(Collected data entries)

'''

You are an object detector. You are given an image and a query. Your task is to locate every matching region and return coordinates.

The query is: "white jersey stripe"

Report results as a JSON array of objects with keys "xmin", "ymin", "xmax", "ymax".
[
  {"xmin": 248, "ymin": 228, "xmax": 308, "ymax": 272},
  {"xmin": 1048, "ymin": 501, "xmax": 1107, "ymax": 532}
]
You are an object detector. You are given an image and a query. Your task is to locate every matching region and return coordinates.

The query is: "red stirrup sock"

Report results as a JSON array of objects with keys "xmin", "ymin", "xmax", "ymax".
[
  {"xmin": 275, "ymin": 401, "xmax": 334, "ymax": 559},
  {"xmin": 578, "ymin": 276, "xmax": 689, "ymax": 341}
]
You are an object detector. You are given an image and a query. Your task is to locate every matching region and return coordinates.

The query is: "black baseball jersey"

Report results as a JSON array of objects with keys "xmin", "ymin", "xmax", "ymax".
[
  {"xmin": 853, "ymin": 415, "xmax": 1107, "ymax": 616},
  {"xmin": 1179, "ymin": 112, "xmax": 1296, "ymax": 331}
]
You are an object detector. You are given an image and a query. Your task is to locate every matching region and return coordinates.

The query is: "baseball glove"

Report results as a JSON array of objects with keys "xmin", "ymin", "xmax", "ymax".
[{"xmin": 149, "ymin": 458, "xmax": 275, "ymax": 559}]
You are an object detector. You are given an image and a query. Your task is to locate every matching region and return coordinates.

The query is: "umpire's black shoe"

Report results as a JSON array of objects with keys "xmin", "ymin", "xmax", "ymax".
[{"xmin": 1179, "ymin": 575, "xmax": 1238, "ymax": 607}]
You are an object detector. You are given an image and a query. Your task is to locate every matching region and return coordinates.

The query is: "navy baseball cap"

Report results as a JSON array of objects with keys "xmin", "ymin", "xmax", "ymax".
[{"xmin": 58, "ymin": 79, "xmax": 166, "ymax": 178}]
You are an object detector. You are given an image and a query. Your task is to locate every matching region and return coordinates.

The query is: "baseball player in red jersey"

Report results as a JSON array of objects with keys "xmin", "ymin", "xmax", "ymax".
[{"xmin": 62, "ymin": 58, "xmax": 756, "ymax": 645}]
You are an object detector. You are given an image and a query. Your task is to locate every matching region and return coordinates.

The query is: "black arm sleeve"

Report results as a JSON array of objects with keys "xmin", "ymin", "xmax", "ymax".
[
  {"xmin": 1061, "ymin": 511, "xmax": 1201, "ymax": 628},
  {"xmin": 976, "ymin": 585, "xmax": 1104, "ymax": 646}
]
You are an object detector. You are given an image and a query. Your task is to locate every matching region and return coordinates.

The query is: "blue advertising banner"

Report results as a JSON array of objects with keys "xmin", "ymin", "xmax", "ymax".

'''

§ What is being asked
From the items above, pick out every line that contains the word "black", and copy each one. Only matches in the same case count.

§ Full solution
The query is: "black baseball jersey"
The query is: "umpire's black shoe"
The query is: "black arm sleeve"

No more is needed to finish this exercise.